## WRITTEN PROBLEM
Select and copy each line of the listing below that contains the word "green".

## SUPPLIED INFORMATION
####################

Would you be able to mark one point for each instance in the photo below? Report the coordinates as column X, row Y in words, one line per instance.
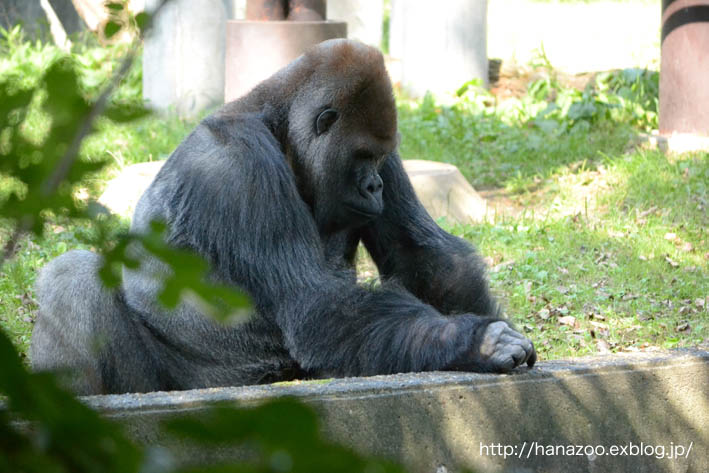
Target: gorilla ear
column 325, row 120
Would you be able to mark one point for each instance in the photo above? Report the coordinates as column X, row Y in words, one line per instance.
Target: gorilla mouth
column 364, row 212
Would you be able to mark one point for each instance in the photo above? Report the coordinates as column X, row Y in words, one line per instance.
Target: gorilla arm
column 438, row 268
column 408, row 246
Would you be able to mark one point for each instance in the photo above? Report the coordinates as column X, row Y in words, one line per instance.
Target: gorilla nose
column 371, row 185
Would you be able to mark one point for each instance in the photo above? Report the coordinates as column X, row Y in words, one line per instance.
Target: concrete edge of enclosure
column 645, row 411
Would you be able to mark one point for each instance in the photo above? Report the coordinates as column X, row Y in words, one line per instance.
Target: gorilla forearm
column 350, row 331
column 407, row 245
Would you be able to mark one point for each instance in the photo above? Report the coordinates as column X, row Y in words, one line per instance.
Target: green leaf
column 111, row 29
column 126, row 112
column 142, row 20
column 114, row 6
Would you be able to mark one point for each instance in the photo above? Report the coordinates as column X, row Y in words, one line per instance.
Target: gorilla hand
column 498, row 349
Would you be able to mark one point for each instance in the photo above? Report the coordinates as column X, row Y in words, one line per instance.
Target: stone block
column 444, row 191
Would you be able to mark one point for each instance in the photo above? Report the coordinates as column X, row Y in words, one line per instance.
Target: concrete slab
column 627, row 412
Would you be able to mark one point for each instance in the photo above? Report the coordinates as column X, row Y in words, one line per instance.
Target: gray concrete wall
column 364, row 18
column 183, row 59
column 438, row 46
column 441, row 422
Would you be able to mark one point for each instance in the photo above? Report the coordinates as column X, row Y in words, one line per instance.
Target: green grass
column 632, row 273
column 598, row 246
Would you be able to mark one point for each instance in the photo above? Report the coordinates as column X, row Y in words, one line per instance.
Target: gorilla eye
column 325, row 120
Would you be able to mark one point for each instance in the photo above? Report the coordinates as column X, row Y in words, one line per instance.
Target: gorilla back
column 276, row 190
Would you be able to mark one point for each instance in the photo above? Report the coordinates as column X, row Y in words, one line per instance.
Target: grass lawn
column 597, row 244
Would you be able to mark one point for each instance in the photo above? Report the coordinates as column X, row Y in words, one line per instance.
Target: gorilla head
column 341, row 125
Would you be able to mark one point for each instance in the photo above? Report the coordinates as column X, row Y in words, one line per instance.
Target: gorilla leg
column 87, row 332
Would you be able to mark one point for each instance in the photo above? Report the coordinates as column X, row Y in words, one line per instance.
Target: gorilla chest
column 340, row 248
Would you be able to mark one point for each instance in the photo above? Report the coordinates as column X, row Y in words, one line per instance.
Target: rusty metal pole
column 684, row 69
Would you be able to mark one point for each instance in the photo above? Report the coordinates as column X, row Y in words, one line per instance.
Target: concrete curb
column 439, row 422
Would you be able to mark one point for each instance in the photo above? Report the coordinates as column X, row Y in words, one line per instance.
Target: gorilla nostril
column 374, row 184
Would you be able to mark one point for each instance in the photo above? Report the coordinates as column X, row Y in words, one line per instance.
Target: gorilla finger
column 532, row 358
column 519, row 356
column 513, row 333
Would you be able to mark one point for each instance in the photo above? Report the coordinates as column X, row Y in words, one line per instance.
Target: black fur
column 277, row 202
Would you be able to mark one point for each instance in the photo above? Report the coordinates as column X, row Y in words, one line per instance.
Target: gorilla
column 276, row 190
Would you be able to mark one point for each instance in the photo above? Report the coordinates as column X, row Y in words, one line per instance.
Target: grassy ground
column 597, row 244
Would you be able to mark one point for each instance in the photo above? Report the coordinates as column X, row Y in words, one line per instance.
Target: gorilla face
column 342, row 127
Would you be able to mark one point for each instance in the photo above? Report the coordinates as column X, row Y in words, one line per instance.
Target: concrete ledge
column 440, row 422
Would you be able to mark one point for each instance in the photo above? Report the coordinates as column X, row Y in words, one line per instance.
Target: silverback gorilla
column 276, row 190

####################

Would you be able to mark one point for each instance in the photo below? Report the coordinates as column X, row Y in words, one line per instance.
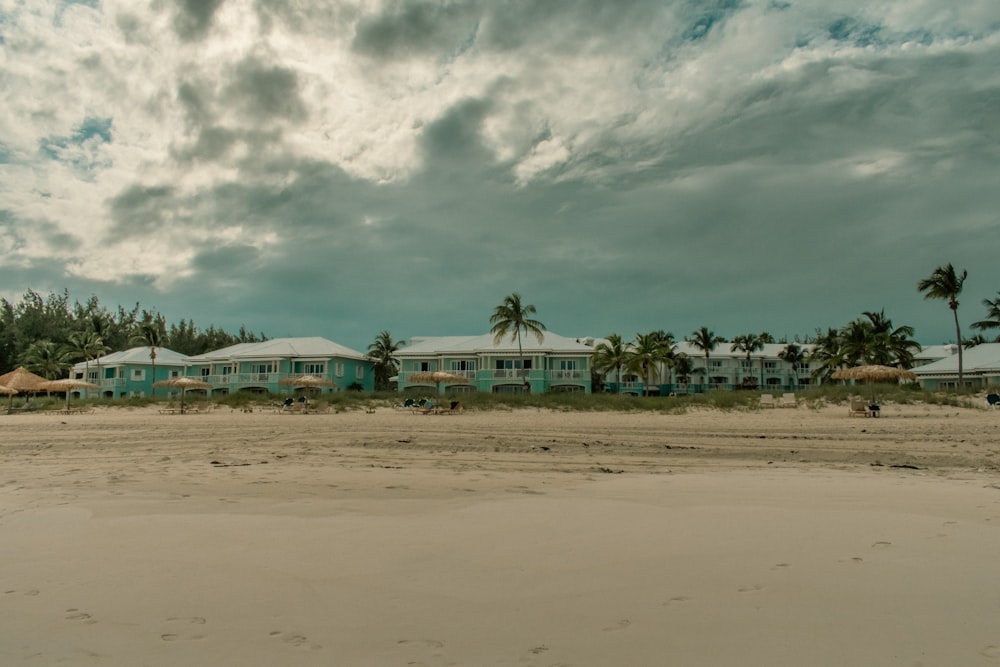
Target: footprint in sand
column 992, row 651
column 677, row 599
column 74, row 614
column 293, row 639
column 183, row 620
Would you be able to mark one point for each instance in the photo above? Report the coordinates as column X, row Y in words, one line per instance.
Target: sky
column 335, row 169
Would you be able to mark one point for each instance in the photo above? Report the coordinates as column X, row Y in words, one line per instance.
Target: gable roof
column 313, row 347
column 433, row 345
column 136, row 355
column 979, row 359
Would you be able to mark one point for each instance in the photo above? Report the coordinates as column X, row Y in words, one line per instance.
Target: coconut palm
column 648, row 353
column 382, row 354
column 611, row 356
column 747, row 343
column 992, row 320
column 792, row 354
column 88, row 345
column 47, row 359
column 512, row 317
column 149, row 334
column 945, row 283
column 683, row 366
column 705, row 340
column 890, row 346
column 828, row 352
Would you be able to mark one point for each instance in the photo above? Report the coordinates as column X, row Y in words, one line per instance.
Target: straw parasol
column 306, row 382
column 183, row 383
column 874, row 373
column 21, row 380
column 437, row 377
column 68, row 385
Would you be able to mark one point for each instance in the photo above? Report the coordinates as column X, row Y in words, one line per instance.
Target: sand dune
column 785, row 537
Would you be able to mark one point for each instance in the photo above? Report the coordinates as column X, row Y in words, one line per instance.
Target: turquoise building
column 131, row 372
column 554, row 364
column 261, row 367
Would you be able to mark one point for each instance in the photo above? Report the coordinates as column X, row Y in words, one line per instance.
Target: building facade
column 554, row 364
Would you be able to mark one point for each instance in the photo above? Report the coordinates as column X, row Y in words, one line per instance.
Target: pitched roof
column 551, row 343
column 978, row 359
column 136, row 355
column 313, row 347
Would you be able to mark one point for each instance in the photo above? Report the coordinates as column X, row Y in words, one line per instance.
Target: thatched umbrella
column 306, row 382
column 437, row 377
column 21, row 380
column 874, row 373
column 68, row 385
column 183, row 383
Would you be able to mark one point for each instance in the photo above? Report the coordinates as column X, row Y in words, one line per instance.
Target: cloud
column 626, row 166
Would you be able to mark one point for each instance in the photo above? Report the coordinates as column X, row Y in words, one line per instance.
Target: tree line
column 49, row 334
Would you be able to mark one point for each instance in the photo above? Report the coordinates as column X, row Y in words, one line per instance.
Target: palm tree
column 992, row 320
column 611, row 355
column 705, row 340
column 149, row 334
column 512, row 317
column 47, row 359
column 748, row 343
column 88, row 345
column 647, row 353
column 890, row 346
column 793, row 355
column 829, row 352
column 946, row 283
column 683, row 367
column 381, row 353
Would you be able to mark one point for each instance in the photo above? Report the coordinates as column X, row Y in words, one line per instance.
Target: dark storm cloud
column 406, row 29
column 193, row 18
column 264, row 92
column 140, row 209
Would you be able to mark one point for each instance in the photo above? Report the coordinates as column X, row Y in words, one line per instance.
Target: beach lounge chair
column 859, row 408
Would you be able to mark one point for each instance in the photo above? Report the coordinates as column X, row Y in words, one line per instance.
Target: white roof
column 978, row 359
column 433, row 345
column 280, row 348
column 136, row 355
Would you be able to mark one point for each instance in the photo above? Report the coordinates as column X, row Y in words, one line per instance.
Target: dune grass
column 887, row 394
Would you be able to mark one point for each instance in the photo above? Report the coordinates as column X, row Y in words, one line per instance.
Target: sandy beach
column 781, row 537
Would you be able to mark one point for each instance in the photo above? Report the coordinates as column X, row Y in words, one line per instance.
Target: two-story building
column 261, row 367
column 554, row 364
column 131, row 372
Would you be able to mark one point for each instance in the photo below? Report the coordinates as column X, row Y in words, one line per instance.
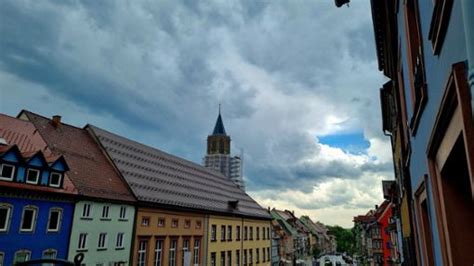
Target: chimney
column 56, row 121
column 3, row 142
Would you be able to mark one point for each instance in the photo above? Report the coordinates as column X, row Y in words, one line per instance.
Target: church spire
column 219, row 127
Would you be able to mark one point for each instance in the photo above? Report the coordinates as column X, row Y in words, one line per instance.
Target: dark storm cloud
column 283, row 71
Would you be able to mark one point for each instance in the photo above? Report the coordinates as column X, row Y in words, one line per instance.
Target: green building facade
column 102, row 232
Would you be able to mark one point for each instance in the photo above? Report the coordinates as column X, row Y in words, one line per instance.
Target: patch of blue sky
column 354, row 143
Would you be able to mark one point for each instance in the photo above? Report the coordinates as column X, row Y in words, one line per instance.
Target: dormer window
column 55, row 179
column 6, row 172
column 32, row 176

####################

## RESPONSE TO THIS EXERCISE
Target: green leaf
Target: green grass
Target: green building facade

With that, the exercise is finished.